[START]

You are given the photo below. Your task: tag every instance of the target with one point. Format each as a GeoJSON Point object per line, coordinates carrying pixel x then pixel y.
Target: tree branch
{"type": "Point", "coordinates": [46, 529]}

[END]
[START]

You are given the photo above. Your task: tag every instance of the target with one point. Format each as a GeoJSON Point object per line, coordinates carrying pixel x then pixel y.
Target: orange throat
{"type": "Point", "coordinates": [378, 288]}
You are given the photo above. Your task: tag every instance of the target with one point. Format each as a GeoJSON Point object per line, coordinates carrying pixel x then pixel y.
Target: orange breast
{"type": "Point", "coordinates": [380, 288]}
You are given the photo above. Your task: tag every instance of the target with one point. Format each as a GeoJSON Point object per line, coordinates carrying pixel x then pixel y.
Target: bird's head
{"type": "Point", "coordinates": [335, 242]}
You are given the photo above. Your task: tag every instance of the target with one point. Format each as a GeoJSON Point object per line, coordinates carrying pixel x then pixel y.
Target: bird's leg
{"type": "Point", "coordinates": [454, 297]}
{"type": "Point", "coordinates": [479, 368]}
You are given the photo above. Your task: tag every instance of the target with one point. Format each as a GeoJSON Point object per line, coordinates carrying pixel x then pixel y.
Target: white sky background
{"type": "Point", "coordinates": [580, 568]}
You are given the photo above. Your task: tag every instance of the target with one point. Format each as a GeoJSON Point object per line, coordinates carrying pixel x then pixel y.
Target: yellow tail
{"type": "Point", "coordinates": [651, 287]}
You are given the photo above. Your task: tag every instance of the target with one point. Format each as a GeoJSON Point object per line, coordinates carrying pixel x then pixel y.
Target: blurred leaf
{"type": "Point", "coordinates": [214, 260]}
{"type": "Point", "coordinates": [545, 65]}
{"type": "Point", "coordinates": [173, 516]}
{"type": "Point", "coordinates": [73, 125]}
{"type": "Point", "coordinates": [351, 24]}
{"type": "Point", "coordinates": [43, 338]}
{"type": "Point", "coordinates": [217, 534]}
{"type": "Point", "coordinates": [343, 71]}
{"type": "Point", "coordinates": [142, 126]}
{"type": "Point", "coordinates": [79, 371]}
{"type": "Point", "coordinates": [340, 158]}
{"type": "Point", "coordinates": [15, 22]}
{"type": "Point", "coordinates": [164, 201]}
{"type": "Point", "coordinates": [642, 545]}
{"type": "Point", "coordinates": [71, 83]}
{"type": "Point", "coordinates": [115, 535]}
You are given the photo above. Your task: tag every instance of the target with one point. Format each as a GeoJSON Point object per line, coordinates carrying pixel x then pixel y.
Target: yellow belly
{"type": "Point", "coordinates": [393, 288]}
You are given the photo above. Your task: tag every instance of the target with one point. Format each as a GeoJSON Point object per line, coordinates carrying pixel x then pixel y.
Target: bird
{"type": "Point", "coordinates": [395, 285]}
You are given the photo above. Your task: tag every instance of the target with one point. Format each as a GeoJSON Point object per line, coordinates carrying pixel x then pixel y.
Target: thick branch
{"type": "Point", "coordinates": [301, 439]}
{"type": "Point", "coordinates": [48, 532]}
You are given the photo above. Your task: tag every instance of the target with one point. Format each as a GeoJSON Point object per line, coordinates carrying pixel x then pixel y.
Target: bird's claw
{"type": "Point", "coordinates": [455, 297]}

[END]
[START]

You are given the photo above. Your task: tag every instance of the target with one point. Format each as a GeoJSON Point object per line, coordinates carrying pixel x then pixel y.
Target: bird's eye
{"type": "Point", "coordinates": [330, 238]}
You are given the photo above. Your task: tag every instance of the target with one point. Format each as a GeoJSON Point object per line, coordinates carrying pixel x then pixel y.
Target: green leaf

[END]

WRITTEN INSTRUCTION:
Report each line from the rows above that contains the string "orange", copying every such line in full.

FULL OUTPUT:
Target: orange throat
Target: orange breast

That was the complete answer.